PROBLEM DETAILS: Each line below is to be set down again exactly.

(Extracted records)
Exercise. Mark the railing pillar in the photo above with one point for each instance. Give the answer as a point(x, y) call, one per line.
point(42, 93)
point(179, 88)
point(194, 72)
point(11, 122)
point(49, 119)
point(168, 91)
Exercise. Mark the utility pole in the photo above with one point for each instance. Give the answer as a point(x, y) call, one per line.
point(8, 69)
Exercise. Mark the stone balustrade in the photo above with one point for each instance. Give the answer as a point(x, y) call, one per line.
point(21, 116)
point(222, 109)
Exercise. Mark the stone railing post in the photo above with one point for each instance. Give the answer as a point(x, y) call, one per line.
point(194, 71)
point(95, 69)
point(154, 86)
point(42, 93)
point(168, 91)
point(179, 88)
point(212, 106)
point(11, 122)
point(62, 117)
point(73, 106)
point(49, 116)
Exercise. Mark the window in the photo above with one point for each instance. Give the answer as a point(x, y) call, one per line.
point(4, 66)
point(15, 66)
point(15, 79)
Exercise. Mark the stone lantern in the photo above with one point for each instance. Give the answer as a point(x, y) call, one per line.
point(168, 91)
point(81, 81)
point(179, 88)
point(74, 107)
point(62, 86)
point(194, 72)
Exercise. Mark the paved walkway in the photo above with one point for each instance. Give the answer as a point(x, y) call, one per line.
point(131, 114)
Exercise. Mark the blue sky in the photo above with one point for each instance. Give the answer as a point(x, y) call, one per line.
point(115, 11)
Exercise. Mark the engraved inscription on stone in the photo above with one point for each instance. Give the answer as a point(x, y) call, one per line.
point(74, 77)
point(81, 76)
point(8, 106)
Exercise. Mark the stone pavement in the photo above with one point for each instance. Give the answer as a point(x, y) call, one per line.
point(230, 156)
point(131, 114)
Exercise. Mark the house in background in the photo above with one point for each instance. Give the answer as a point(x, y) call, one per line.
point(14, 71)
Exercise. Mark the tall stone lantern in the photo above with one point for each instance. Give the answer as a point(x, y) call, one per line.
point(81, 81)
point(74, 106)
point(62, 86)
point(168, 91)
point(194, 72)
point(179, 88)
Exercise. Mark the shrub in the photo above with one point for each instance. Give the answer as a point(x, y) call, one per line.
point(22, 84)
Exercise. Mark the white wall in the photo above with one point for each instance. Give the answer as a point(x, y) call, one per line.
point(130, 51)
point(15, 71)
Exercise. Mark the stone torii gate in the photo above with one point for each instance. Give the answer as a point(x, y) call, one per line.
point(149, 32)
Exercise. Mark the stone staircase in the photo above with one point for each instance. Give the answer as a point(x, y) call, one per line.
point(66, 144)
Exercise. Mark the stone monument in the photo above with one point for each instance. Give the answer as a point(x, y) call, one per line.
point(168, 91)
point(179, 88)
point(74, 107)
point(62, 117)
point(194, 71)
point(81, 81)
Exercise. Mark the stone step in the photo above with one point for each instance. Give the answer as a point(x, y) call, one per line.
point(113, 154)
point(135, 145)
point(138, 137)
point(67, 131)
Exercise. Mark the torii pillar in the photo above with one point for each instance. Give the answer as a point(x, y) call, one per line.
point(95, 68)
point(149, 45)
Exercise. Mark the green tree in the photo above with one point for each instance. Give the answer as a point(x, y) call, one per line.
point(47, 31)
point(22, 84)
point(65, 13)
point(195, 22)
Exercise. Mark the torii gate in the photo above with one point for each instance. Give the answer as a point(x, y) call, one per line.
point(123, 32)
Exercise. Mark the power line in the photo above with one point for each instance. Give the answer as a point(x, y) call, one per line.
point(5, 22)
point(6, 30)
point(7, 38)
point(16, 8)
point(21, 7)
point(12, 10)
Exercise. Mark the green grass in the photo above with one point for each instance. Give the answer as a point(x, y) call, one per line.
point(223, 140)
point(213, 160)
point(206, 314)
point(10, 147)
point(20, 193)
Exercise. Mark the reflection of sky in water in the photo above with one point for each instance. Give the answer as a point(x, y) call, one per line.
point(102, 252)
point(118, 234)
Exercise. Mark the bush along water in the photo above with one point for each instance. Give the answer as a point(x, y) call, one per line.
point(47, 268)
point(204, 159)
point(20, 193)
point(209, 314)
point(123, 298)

RESPONSE:
Exercise. Mark the railing pillar in the photo above with one point for each instance. Give the answer as a point(x, y) call, one per line.
point(42, 93)
point(179, 88)
point(194, 72)
point(11, 122)
point(49, 119)
point(168, 91)
Exercise. Mark the utility pole in the photo above with one point for each instance. Give the answer as a point(x, y) call, one per line.
point(8, 69)
Exercise. Mark the stone balustrade in the photo above with one point for each instance. Give the answer as a point(x, y) call, one per line.
point(21, 116)
point(222, 109)
Exercise. Mark the stone railing post in the photo above with one point for each instance. Give the answer as a point(x, y) call, one per line.
point(194, 71)
point(95, 69)
point(154, 86)
point(42, 93)
point(168, 91)
point(179, 88)
point(212, 106)
point(11, 122)
point(62, 117)
point(73, 106)
point(49, 116)
Exercise. Mark the window in the photo above with one point for each instance. Give the answer as a point(x, y) call, one per line.
point(4, 66)
point(15, 66)
point(15, 79)
Exercise. Mark the stone lantern in the photo above with one point for each instance. Give the answer as a point(x, y) call, one per line.
point(168, 91)
point(81, 81)
point(179, 88)
point(74, 107)
point(62, 86)
point(194, 72)
Exercise. Mark the paved walkway in the photo above with one point for each instance. Give the answer as a point(x, y) call, one per line.
point(131, 114)
Exercise. Mark the blue sky in the photo above with one point for each instance. Give the answer as a point(x, y) call, one per line.
point(115, 11)
Exercise. Mark the engraved inscription on stone in the photo above with one point for each instance. Give the answer as a point(x, y) call, one per line.
point(74, 77)
point(81, 76)
point(8, 106)
Exercise. Mark the stone pavement in the photo above with one point for each instance. Give the answer as a point(x, y) call, one per line.
point(230, 156)
point(131, 114)
Exercise. Mark the house in background in the photo above with one point for each instance. Give the answer as a point(x, y) call, one per line.
point(14, 71)
Exercise. Mark the tall stone lantern in the photo above with one point for each instance. Give the answer as a point(x, y) call, one per line.
point(81, 81)
point(74, 106)
point(62, 86)
point(168, 91)
point(194, 72)
point(179, 88)
Exercise. Mark the shrub in the photo above with one point for each instance. Give the answer as a point(x, y) call, one per line.
point(22, 84)
Exercise. Mark the white wall in the photo above with one point for each instance. Give the answer as a point(x, y) call, one per line.
point(130, 51)
point(15, 71)
Exercise. Mark the stone torii gate in the photo above with one point for each instance. Give the answer as a point(x, y) call, one per line.
point(149, 32)
Exercise. Mark the stone staircase in the photo above with one point for each instance. Give the answer as a point(x, y) call, one per line.
point(66, 144)
Exercise. Mark the stone monument in the photo above with one point for each instance. Give the answer as a point(x, y) call, one per line.
point(168, 91)
point(179, 88)
point(74, 107)
point(62, 117)
point(194, 71)
point(81, 81)
Exercise. Mark the stone step in the photo above with one point for each instance. Give the answer as a point(x, y) call, one per line.
point(113, 154)
point(135, 145)
point(138, 137)
point(67, 131)
Exercise. Mark the torii pillar in the photo above with one point for each instance. Give the answer as a point(x, y) call, one per line.
point(95, 68)
point(149, 45)
Exercise. Mark the green tree in the photo above with one point for each instance. Give the answer as a point(x, y) call, one per line.
point(47, 31)
point(22, 84)
point(65, 13)
point(195, 22)
Exercise. Mark the torii gate in the photo above with one point for each instance. Give the answer as a point(x, y) call, one per line.
point(123, 32)
Exercise. Mark the power line in the photo above with one point for each instance. Give the answer as a point(x, y) call, one per line.
point(5, 22)
point(6, 30)
point(7, 38)
point(16, 8)
point(21, 7)
point(12, 10)
Exercise. Mark the green grass in the photo above with one point for each instance. Give the answer as a point(x, y) call, one per line.
point(223, 140)
point(213, 160)
point(206, 314)
point(10, 147)
point(20, 193)
Exercise. Mark the reflection of sky in water in the photo above with one point for each instance. Give the answer as a point(x, y) call, one per line.
point(102, 252)
point(118, 234)
Exercise. Mark the bush along water in the photo above with one point for each instance. Give the answer as a point(x, y) call, one per line.
point(47, 268)
point(204, 159)
point(20, 193)
point(209, 314)
point(123, 298)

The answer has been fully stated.